**Problem to work on:**
Answer these questions from the text on the Ayyankali Pada hostage protest below, one answer per line:
(a) In what year was Ayyankali Pada formed?
(b) On what date was the amendment to the 1975 Act passed?
(c) For how many hours did the activists hold the collector hostage?

**Passage provided:**
==========

= Ayyankali Pada hostage protest =

Adivasi rights protest

The Ayyankali Pada hostage protest was an Adivasi rights protest carried out by Maoist group Ayyankali Pada on October 4, 1996. Four members of the group, Vilayodi Sivankutty, Kanhangad Rameshan, Kallara Babu and Ajayan Mannur, took the then Palakkad district collector, WR Reddy, hostage at the District Collectorate in Palakkad, Kerala.

==Background==

Ayyankali Pada was formed in 1992 as the youth wing of the new Kerala Communist Party after the dissolution of the Central Reorganisation Committee, Communist Party of India (CRCCPI). The group was named after revolutionary leader Ayyankali.

The activists acted partly in response to an amendment that had passed a week earlier on September 23, 1996 to the Kerala Scheduled Tribes (Restriction on Transfer of Lands and Restoration of Alienated Lands) Act, 1975. The 1975 Act required the state to return alienated lands to Adivasis; however, since 1975 no land had been returned under invocation of the act. The amendment had legalized transfers of Adivasi land between 1960-1984, essentially nullifying the original act.

== Protest ==

The activists held Reddy hostage for 9 hours, after which the negotiating parties reached an agreement of release and the activists revealed that their weapons were fake, although Reddy maintains that they were real. No serious injuries were reported during the protest.

==========

**Entries shown:**
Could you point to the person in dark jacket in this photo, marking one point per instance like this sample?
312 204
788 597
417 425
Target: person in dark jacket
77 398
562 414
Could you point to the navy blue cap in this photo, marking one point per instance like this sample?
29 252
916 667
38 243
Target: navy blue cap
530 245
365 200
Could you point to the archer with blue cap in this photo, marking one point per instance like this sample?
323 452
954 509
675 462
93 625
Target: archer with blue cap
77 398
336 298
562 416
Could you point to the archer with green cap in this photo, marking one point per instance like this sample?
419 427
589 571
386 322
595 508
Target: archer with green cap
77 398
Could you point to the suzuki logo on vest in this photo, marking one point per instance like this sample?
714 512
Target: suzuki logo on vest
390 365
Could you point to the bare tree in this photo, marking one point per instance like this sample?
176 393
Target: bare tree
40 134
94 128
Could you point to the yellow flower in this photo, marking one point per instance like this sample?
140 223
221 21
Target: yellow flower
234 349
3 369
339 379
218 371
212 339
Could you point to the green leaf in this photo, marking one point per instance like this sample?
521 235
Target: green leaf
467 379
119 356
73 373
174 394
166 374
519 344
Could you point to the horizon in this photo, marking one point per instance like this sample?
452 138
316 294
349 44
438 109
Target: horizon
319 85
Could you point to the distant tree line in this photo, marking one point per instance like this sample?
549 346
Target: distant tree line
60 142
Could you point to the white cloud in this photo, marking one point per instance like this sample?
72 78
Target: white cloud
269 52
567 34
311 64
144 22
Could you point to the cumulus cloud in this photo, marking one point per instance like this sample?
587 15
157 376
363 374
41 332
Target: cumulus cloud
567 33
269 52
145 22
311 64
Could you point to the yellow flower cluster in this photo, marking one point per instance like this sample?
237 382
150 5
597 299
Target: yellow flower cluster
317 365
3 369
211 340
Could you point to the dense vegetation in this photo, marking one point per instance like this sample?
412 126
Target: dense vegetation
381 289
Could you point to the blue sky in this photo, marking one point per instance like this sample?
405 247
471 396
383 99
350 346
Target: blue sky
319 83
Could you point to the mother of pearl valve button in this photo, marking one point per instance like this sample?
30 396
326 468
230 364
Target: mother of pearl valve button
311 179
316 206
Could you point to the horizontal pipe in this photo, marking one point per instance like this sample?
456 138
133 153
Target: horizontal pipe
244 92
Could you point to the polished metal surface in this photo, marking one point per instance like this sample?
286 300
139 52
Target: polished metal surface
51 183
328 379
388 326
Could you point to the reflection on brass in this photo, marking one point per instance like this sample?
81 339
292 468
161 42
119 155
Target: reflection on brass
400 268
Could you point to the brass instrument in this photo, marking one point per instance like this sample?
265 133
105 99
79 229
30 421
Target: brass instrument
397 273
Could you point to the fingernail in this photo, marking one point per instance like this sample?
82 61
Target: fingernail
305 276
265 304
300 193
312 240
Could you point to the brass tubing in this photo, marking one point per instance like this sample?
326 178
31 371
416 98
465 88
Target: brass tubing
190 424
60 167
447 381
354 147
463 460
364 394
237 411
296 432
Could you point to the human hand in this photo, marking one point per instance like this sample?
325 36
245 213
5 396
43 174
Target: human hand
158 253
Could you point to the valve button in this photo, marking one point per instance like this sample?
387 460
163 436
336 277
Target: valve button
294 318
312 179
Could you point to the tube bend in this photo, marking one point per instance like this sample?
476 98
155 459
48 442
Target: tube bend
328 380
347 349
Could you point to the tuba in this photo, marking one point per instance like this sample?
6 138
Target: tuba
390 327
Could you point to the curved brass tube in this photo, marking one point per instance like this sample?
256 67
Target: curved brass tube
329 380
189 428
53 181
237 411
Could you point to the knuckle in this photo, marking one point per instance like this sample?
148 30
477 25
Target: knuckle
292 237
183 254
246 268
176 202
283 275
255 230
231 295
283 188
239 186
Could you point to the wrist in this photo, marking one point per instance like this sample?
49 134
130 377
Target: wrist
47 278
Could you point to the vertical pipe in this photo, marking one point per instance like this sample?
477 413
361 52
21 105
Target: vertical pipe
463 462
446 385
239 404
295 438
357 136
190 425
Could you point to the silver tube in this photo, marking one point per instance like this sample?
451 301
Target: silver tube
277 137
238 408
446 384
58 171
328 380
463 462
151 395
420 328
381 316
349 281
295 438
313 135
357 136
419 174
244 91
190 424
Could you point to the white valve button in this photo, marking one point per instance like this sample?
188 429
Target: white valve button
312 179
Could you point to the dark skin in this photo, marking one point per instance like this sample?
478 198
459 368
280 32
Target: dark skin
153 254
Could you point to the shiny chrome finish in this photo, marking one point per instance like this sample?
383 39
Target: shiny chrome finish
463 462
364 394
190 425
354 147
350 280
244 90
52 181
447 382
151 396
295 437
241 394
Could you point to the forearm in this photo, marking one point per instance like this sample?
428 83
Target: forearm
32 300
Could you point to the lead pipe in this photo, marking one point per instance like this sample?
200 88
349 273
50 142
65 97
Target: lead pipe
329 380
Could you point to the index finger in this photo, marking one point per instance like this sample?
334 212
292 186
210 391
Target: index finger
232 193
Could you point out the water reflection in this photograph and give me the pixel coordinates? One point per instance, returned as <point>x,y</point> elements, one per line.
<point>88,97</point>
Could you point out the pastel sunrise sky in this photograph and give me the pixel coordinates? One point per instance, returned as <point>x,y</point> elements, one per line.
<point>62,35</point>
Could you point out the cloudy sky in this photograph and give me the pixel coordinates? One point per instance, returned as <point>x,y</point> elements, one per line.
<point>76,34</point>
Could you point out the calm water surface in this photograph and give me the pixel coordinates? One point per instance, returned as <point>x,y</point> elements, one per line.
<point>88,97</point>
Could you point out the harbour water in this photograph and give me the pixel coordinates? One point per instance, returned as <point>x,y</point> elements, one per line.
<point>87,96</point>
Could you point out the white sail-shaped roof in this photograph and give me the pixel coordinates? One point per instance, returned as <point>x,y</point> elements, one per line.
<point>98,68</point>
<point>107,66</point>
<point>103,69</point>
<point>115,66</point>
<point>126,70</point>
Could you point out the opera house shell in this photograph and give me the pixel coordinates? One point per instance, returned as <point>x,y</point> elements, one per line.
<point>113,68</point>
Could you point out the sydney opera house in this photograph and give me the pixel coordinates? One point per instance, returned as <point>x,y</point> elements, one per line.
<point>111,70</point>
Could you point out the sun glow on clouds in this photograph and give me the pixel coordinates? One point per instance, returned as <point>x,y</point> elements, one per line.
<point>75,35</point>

==========

**Your response:**
(a) 1992
(b) September 23, 1996
(c) 9 hours